* START Supplied text *

The state and family in Singapore

In the year 2000, Lyn Na really married. Three years after she and her partner formalized their relationship at the Registry of Marriages (ROM), and four years after they applied to buy a flat from the Housing and Development Board (HDB), they held a “customary” wedding, renovated their new flat, and moved into their new home. In the years between what she refers to as their “ROM” and “customary,” Lyn Na lived with her husband—in separate bedrooms—in her widowed mother-in-law's flat.
She explains that their decision to apply for a flat in 1996 was prompted by several factors: she and her boyfriend had been dating for close to two years; they had heard from friends that the queue for these highly subsidized public flats was getting to be very long; she had already been working for a few years since she left school after her “O” levels (high school) and so had some money in her Central Provident Fund (CPF) account, and people around her were telling her the time was ripe to make plans toward securing a place to live. She cheerfully declared to me that, at the time of flat application, she and her boyfriend did not really talk about marriage, even though they were taking steps that implied it.
Soon after they put in their flat application, the deposit required for co-applicants who applied under the FiancĂ©-FiancĂ©e Scheme went from S$200 (US$150) to S$5,000 (US$3,800).1 That year, given three months to decide if they wanted to legalize their relationship or pay the extra money, she recalls thinking that 21 was probably too young to be “really” married but “okay” for ROM. She had little doubt that she and her partner would stay together, but felt that their finances were not in good enough shape to be fully married.
Three years later, anticipating that their flat would be ready, the couple held a customary wedding, collected their keys, did some renovations on their new flat, picked an auspicious day, and moved in. When I spoke to Lyn Na in 2004, she recounted this process and also told me that she and her husband still live very close to her mother-in-law and have dinner with her every day. They had recently started to think about having kids—two or three but definitely not four since the Baby Bonus2 (at the time of our conversation) was not granted to the fourth child. She felt that living together with her mother-in-law was difficult but that living close by was “more convenient,” especially when they have kids and require childcare help.
Lyn Na's story has its idiosyncrasies, but it also captures a pattern that Singaporeans alternately complain about and embrace. At a recent wedding I attended, the groom joked that he proposed by suggesting to his bride: “let's go apply for a flat.” In the two years that I did my fieldwork and the subsequent years when I continued to live in Singapore, I could scarcely escape this “joke” whenever I described my project to people.
This sort of narrative informs one dominant understanding of the Singapore case: that the state is heavily involved in “social engineering.”3 Indeed, people I interviewed for this project often lamented that the state plays too big a role in Singaporeans’ lives and that it tries too hard to “control everything.” This interpretation of the Singapore state also implies the relative lack of autonomy for Singaporeans.
This claim is not entirely inaccurate but it is incomplete. It is the sort of interpretation that discourages deeper analyses of state-society relations insofar as it presumes that there is an immensely powerful state controlling its correspondingly powerless citizens. The idea of “relations”—implying as it does interactions, negotiations, and political processes—becomes almost irrelevant. If, after all, the state is an overpowering social engineer, what is there to negotiate?

* END Supplied text *
* START Dataset excerpt *

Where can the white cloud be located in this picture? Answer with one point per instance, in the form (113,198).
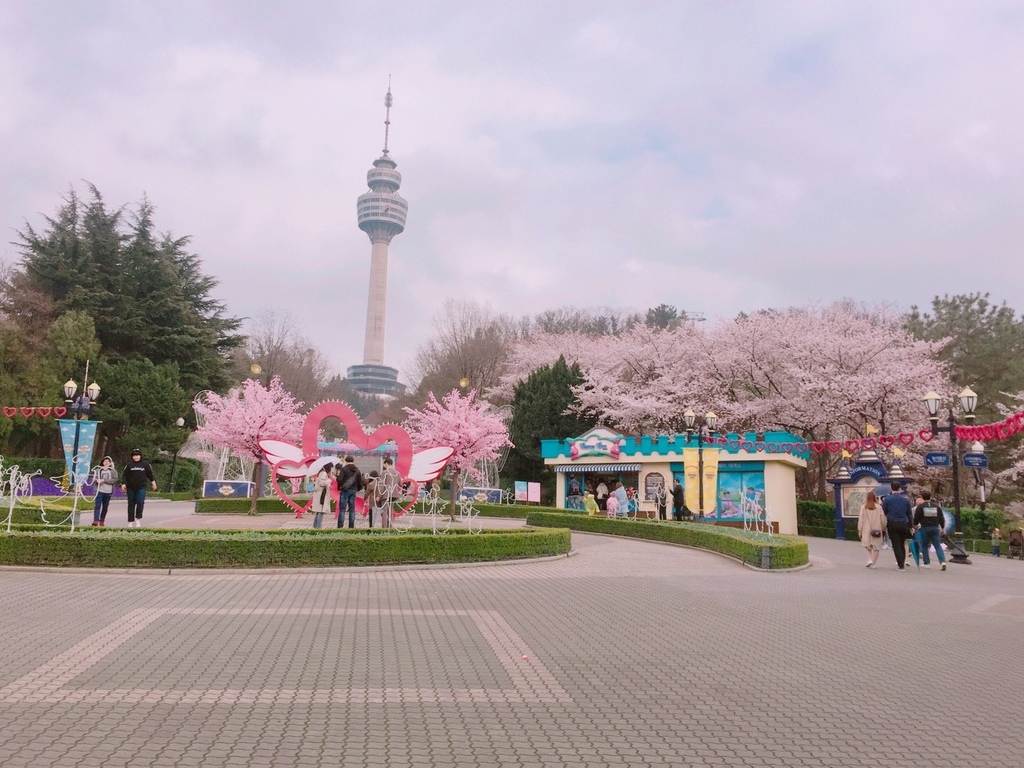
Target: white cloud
(718,157)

* END Dataset excerpt *

> What the exercise asks
Please print the part of the Singapore state and family text starting at "Three years later, anticipating" and ending at "require childcare help.", copying it word for word.

> Exercise answer
Three years later, anticipating that their flat would be ready, the couple held a customary wedding, collected their keys, did some renovations on their new flat, picked an auspicious day, and moved in. When I spoke to Lyn Na in 2004, she recounted this process and also told me that she and her husband still live very close to her mother-in-law and have dinner with her every day. They had recently started to think about having kids—two or three but definitely not four since the Baby Bonus2 (at the time of our conversation) was not granted to the fourth child. She felt that living together with her mother-in-law was difficult but that living close by was “more convenient,” especially when they have kids and require childcare help.